**TASK REQUIREMENTS**
Starting at the line that contains "task | identify every instance of the tree branch", print every remaining line of the entries, unchanged, and output nothing more.

**Items from a dataset**
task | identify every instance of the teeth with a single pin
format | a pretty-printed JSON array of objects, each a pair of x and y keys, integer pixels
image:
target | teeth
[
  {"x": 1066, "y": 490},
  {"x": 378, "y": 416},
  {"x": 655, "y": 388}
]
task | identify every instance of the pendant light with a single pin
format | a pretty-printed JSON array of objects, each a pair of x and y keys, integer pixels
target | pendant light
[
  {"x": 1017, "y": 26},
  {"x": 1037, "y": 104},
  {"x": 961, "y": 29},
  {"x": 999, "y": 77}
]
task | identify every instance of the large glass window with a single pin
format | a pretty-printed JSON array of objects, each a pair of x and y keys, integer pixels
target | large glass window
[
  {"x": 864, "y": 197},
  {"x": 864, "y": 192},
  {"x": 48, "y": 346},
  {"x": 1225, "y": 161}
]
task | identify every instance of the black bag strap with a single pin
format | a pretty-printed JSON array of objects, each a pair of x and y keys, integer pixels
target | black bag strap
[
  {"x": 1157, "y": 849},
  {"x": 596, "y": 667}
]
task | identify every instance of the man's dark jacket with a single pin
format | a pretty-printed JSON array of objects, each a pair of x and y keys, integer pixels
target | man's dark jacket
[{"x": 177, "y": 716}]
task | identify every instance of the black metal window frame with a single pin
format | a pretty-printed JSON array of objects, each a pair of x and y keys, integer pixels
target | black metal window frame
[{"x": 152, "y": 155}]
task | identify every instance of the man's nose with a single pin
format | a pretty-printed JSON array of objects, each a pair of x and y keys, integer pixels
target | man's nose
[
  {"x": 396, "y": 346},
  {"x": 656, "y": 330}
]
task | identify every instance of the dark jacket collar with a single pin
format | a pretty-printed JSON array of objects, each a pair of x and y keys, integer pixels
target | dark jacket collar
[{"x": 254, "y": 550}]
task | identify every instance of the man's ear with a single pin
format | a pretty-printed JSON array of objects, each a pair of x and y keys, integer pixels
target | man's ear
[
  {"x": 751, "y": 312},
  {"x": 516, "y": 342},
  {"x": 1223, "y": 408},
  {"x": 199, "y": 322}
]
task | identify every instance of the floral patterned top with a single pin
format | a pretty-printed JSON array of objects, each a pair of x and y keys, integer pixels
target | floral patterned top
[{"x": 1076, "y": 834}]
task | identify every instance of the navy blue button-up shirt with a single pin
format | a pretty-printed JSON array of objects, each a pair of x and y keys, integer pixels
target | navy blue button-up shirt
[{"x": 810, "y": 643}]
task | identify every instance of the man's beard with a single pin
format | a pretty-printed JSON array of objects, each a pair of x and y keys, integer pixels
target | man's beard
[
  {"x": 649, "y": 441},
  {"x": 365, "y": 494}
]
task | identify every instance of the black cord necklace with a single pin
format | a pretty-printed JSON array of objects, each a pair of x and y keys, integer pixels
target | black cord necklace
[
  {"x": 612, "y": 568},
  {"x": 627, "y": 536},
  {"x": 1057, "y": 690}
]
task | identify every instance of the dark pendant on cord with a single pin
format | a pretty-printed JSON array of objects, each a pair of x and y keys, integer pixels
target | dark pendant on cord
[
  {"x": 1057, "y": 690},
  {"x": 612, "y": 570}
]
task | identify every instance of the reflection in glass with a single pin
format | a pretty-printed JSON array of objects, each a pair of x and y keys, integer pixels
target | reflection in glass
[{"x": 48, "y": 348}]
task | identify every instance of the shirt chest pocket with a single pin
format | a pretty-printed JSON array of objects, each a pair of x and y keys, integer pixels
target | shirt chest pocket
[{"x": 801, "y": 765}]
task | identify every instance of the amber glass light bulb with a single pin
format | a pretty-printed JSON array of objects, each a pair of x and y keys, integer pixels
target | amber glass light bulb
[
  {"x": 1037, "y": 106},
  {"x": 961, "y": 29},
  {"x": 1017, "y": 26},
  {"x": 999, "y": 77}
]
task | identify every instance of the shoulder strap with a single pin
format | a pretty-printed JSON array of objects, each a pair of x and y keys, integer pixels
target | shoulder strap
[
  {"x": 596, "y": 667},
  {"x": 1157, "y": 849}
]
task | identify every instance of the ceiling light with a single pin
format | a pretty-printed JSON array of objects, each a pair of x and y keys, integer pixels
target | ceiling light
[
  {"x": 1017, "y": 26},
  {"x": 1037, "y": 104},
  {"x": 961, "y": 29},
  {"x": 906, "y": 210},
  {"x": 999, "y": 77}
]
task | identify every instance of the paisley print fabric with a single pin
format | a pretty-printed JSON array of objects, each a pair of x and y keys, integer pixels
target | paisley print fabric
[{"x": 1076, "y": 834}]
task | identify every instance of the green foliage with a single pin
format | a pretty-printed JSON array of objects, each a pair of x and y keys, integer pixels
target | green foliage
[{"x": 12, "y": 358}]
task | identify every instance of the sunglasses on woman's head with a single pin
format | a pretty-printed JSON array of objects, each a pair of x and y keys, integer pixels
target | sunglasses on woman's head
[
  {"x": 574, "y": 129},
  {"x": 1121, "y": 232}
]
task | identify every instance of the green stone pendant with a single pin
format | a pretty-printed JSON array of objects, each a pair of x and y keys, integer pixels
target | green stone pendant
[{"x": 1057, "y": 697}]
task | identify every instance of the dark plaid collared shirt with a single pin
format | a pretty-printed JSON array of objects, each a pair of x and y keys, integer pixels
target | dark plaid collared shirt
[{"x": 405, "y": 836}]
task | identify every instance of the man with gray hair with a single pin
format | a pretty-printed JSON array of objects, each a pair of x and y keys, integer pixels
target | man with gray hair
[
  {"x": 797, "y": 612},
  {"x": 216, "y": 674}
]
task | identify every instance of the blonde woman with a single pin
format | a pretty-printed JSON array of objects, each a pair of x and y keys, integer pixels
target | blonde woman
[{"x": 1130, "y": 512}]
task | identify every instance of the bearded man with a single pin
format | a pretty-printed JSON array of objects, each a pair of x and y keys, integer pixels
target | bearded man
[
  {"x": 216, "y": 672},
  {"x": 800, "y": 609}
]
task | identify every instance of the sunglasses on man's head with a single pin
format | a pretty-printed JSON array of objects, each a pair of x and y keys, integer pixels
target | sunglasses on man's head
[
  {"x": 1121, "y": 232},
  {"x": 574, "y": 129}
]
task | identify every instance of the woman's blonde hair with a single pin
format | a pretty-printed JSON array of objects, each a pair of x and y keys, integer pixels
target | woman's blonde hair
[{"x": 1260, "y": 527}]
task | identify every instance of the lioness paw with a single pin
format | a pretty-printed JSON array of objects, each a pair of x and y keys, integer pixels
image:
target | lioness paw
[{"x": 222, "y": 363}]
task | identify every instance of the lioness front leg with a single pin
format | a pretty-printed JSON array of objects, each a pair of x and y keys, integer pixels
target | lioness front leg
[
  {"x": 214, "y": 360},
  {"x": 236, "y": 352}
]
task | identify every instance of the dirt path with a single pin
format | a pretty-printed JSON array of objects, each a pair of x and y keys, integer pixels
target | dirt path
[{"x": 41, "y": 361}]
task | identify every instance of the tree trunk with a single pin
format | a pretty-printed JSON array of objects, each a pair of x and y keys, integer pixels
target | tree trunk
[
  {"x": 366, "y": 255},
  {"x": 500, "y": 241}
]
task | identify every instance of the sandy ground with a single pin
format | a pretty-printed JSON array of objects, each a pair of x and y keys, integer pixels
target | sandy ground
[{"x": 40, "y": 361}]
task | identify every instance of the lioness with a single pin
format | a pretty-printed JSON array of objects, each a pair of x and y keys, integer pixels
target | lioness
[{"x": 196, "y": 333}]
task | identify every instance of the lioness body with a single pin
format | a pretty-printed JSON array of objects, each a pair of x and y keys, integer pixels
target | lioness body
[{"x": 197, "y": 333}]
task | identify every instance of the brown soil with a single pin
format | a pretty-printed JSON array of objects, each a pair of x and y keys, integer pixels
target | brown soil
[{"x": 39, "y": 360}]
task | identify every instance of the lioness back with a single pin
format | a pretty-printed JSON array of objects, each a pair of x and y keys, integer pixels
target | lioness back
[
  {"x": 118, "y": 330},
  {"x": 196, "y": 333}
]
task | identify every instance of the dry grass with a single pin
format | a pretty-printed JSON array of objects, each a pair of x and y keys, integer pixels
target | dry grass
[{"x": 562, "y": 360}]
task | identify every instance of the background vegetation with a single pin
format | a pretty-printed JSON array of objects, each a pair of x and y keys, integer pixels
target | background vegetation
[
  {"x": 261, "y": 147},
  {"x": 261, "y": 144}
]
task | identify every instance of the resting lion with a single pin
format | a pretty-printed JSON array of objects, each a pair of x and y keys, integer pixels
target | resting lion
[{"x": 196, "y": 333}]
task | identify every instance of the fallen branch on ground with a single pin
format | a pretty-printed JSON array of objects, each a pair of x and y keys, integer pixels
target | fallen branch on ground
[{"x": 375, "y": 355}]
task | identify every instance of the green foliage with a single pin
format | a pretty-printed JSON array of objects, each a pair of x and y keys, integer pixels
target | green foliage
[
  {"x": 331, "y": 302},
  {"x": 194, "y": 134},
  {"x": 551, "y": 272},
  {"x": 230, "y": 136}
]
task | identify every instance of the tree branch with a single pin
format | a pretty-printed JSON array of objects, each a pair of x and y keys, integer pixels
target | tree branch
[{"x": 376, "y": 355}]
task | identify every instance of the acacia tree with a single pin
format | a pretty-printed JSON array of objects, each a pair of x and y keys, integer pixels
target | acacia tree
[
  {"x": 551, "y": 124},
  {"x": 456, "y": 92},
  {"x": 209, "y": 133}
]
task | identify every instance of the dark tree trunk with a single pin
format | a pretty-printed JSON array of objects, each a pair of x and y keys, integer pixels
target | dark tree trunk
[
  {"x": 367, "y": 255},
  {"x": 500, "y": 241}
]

**THE RESPONSE**
task | identify every instance of the tree branch with a single pin
format | a pretty-printed JSON array of objects, each a pair of x and y keys, integer pixels
target | tree branch
[{"x": 376, "y": 355}]
task | identify every instance of the acacia tree with a single pin
format | a pretty-printed JSON array of objects, each a pair of x and y keys, integer pixels
target | acacia tree
[
  {"x": 551, "y": 124},
  {"x": 456, "y": 92},
  {"x": 209, "y": 133}
]
task | identify every instance of the dark tree trunk with a single pin
format | a pretty-printed JSON array of objects, each a pair of x and y keys, integer pixels
target | dark tree trunk
[
  {"x": 367, "y": 255},
  {"x": 500, "y": 241}
]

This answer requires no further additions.